-- Supplied material --
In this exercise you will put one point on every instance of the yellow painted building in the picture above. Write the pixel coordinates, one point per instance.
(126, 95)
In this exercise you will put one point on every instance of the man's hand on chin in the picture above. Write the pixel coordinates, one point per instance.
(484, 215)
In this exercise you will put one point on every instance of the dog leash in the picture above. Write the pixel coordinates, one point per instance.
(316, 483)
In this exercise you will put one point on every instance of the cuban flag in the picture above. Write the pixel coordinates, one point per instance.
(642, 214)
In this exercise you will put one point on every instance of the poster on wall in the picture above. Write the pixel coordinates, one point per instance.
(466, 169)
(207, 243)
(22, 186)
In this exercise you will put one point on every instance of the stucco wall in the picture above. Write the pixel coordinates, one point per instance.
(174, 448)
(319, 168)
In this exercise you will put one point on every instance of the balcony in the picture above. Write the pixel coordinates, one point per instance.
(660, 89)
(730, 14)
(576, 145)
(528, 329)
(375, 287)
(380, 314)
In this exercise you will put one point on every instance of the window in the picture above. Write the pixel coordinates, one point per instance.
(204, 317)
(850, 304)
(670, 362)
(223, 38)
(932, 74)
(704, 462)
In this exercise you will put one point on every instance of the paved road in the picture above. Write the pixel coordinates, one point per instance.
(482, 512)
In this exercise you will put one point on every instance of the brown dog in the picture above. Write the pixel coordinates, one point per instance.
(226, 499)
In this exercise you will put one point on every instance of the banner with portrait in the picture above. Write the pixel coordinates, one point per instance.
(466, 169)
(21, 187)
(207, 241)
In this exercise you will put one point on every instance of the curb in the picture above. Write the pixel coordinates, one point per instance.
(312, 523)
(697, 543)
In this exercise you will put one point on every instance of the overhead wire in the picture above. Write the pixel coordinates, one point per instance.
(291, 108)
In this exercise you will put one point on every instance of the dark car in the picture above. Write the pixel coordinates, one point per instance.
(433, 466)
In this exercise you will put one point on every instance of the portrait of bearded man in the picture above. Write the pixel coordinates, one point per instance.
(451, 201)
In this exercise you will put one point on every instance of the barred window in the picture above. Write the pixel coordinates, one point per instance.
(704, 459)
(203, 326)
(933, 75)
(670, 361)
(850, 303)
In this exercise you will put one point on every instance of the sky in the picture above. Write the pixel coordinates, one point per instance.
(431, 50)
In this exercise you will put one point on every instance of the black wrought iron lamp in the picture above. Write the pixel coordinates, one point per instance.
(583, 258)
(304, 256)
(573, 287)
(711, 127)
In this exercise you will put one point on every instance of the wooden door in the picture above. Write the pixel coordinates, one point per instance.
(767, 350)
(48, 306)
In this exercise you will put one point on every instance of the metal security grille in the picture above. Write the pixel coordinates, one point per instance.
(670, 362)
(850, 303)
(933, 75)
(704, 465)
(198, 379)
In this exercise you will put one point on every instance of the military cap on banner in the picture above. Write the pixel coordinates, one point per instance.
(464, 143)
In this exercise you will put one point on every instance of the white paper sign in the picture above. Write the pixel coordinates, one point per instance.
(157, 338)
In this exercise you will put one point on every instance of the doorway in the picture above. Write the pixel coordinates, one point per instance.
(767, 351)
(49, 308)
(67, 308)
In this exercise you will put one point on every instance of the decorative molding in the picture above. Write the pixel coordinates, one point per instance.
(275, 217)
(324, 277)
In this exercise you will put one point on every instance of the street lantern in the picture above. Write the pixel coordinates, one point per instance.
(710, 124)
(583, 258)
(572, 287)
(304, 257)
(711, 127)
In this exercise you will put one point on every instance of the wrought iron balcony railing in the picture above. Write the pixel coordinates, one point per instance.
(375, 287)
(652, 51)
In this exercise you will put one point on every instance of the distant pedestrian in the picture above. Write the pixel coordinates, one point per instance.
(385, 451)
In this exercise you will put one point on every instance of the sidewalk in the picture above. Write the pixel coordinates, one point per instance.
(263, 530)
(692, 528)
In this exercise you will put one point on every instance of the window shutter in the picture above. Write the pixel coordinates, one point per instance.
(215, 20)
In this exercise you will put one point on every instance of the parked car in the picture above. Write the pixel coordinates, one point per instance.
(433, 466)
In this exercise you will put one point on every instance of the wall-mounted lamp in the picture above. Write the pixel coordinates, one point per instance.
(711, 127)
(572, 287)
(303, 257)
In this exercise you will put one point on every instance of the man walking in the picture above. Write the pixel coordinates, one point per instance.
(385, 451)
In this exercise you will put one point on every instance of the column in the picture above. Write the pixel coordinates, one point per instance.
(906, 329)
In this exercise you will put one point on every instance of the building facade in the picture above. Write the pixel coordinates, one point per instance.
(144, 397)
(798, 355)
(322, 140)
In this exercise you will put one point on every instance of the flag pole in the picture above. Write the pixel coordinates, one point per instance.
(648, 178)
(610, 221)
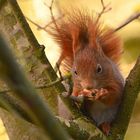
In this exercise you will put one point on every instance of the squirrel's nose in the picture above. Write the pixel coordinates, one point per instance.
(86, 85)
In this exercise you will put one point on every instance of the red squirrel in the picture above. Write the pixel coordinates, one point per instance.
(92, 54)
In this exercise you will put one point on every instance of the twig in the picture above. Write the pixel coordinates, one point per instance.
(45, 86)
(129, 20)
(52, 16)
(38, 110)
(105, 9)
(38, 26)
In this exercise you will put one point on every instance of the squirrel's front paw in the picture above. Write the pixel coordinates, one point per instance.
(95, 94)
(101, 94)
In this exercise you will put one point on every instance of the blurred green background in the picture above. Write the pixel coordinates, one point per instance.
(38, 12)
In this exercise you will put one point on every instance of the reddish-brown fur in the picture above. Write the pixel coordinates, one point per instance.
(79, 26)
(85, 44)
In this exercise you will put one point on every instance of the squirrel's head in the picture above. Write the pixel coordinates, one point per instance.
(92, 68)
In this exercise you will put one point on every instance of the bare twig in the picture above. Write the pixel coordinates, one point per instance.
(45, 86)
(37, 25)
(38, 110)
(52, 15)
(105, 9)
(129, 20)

--

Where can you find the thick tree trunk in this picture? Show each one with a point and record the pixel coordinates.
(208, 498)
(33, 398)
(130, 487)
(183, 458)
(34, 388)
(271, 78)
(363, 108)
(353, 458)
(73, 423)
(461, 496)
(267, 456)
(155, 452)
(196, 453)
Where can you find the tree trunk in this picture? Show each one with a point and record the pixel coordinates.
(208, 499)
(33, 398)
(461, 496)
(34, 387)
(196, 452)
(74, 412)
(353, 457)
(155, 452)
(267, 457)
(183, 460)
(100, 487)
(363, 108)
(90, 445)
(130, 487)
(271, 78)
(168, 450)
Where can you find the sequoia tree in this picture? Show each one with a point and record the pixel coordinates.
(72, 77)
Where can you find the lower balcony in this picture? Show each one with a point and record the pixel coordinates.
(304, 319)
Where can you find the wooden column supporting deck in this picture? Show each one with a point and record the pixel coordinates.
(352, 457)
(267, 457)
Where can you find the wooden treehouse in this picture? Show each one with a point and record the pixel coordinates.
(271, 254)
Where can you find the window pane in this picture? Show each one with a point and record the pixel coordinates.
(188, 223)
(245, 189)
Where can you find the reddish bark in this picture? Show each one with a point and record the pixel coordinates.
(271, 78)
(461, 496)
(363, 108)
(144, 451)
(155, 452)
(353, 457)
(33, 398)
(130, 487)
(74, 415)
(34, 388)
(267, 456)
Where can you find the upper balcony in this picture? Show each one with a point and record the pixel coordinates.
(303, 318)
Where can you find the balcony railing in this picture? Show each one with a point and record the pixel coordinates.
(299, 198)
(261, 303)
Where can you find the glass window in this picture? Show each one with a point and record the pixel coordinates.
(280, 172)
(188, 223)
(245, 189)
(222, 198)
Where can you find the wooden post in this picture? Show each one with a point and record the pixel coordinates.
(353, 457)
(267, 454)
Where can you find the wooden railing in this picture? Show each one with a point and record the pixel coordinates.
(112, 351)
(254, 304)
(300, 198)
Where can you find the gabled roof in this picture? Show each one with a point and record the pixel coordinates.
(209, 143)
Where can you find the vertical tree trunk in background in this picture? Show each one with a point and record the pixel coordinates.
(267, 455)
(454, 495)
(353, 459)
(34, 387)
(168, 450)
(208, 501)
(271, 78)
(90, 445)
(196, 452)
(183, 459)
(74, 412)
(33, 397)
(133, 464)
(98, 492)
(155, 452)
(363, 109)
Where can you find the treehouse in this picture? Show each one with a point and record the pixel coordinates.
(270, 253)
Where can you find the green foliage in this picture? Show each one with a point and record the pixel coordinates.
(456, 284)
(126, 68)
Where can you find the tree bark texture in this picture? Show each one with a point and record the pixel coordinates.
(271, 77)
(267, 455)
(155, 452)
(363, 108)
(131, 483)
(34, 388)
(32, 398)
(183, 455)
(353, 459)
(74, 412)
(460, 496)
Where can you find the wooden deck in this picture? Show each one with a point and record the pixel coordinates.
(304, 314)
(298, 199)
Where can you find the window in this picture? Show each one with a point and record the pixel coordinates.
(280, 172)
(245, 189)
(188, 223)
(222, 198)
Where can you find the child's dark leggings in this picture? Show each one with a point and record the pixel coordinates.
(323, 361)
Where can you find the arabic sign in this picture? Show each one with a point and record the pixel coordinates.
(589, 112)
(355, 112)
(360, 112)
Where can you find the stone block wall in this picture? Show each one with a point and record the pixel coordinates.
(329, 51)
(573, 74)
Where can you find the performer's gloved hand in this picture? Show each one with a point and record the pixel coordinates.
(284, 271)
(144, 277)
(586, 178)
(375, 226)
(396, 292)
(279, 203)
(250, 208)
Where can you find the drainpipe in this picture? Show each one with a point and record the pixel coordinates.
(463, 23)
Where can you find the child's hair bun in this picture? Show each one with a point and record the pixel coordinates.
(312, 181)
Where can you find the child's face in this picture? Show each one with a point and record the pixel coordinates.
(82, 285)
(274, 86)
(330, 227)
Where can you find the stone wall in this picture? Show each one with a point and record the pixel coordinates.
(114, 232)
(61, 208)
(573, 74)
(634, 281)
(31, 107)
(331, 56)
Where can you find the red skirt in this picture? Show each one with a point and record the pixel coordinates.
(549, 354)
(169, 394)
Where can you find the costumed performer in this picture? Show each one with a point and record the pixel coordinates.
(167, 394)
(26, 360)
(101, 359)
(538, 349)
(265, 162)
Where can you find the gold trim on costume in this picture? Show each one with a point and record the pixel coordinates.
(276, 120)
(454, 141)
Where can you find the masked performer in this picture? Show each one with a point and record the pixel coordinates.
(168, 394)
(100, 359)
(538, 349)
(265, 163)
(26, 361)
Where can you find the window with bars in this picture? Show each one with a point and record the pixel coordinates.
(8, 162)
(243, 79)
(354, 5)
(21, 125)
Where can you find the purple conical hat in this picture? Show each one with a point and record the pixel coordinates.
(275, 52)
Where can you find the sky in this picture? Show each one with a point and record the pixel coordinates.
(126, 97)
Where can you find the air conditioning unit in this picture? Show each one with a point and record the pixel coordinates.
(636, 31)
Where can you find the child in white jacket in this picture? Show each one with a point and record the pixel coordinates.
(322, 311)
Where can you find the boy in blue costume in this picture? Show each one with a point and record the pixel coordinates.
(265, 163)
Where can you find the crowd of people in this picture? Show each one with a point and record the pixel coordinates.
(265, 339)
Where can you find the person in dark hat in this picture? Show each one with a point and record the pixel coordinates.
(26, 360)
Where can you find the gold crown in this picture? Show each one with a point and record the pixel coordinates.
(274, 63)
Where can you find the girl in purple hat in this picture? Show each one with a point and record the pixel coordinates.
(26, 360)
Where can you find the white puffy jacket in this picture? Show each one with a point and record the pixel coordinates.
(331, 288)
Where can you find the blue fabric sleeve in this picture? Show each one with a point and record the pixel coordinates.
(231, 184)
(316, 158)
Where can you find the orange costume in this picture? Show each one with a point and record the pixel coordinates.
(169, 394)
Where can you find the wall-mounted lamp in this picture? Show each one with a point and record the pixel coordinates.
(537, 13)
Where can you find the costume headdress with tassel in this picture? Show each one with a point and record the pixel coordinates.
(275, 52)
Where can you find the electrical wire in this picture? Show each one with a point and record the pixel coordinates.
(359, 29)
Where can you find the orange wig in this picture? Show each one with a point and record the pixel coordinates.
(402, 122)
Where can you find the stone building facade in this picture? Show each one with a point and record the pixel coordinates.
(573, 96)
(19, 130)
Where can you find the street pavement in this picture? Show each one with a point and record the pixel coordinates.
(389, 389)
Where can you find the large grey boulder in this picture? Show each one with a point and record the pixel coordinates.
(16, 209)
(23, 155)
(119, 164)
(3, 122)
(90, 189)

--

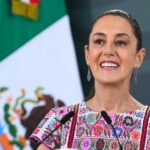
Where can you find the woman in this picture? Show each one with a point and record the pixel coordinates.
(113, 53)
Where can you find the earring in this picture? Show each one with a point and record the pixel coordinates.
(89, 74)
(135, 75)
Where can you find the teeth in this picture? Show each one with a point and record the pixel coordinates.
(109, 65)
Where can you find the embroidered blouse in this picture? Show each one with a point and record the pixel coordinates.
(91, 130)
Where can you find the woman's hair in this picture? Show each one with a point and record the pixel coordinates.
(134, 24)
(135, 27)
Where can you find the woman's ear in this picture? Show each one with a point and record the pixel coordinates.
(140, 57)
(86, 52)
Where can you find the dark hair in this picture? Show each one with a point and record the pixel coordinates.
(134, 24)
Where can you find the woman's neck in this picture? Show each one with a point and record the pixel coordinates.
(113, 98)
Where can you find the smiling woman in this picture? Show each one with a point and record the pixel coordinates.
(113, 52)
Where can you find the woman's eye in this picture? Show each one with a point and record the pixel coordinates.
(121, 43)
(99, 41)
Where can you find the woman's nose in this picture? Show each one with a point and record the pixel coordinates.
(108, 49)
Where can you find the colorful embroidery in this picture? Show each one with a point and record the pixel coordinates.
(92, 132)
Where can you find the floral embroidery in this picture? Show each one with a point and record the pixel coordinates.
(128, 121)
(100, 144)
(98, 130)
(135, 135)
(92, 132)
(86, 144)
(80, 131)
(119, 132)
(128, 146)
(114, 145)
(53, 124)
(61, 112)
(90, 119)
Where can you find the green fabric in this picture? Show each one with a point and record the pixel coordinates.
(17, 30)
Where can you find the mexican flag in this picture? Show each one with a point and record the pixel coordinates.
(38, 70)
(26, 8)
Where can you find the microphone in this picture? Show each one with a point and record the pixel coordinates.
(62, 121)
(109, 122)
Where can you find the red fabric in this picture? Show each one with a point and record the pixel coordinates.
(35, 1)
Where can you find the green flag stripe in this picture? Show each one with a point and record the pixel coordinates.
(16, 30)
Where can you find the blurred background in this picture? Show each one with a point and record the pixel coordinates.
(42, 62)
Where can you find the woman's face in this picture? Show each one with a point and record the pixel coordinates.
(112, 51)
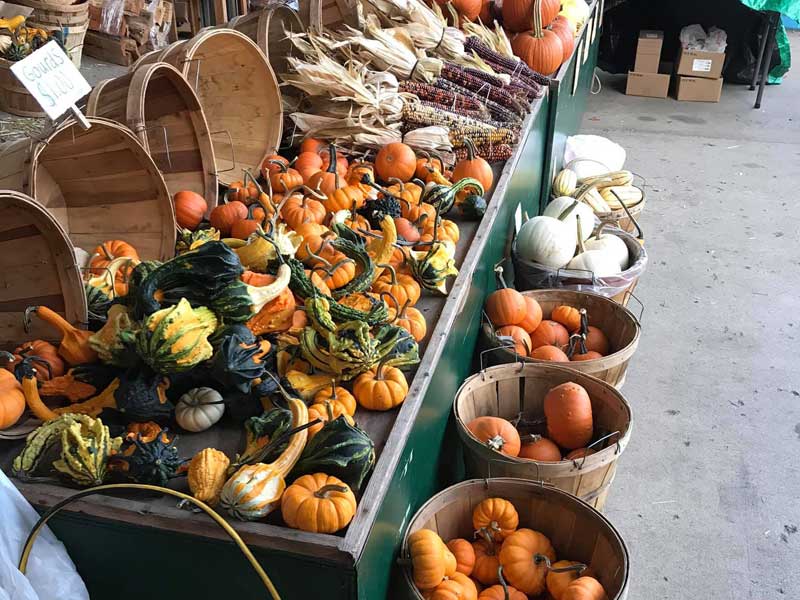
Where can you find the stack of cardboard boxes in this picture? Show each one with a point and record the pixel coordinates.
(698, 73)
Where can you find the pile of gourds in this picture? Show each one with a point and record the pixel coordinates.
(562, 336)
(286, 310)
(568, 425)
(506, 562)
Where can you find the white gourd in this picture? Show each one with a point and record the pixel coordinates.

-- Assigned task --
Copy out exactly the lines above beginning with the line that contains "Where can you find the blurred" and finishing with the line that contains "Where can you find the white gourd", including both; leave the pictures out.

-- Exercise response --
Where can you find the blurred background in this picture? Show each one with a point and record the pixel coordinates.
(42, 62)
Where can you find the woman's face in this picture? Show each one with a point and record the pixel coordinates.
(112, 51)
Where can you find the stack of cardboard boxes in this picture? Show each one with a point and record the pixel coordinates.
(698, 73)
Where can you find the pile of gourds in this picture? Show each one with a point and record the pixel coordinates.
(562, 336)
(286, 310)
(568, 425)
(506, 562)
Where can you find the white gourd in this picture? Show each one with a point and record the pixel coordinates.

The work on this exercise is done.